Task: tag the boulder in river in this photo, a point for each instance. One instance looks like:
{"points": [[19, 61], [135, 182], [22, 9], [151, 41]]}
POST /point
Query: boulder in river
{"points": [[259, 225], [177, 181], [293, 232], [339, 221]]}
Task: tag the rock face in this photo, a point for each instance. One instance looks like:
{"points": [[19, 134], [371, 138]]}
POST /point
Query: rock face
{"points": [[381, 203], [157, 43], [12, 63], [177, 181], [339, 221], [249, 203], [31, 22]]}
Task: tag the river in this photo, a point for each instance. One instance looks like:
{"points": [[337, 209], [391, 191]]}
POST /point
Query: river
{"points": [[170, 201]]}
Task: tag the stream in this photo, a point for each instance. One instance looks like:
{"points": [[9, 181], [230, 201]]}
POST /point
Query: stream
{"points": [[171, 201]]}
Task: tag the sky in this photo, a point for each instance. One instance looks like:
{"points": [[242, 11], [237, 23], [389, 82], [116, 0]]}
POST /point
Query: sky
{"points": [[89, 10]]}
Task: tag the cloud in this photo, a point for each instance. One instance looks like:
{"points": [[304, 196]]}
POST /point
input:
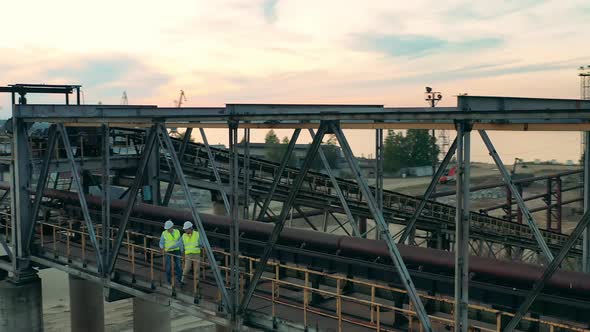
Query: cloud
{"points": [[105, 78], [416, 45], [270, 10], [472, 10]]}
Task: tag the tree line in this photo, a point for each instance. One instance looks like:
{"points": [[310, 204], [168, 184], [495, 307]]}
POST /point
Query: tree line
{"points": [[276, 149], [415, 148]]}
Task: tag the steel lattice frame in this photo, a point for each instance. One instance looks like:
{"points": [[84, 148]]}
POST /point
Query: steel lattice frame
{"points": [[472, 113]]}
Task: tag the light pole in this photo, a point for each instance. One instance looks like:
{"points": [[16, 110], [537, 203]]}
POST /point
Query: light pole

## TRY IT
Count the lines above that contain the word "light". Write only the number.

## YOUR SOLUTION
2